Rewrite every line of the records below, requests included, but scale each coordinate in the answers by 2.4 and round it to a whole number, with halves rounded up; keep the numbers in the requests and their format samples unchanged. Leave the pictures out of your reply.

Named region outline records
Start
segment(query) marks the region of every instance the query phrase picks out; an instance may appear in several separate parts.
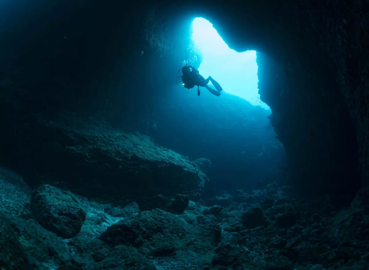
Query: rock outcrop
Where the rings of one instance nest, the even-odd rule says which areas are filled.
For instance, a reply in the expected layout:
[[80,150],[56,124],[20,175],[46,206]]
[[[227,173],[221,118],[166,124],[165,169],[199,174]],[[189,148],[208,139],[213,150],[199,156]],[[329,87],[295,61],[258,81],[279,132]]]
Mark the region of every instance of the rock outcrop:
[[0,211],[0,268],[4,269],[37,269],[32,266],[9,220]]
[[57,188],[44,185],[32,193],[31,209],[45,228],[64,238],[79,232],[86,217],[80,202]]
[[22,172],[31,185],[57,183],[90,197],[139,205],[138,198],[144,196],[201,193],[208,180],[185,157],[101,119],[63,115],[58,122],[42,116],[27,121],[33,123],[13,123],[17,139],[24,141],[13,150],[18,162],[28,164]]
End
--- Task result ---
segment(query) marks the region of every instance the query phrase picks out; an instance may appear in several separate parts.
Query: rock outcrop
Where the rings of one instance nest, the even-odd rule says which areas are filled.
For instance, a reply in the expected layout:
[[80,150],[56,124],[20,175],[46,206]]
[[[227,173],[221,118],[166,124],[165,169],[199,174]],[[189,148],[208,139],[213,150],[199,156]],[[329,87],[295,61],[258,81],[279,132]]]
Mark the region of every instance of the rock outcrop:
[[0,506],[0,643],[10,646],[89,646],[77,638],[22,528]]
[[137,451],[106,444],[77,463],[74,502],[108,547],[154,571],[190,557],[206,521],[192,485]]
[[53,413],[74,444],[137,439],[216,473],[334,492],[331,475],[346,470],[482,463],[499,432],[444,377],[242,286],[151,276],[139,293],[101,278],[65,290],[79,295],[31,295],[41,334],[58,338],[31,360],[43,389],[67,394]]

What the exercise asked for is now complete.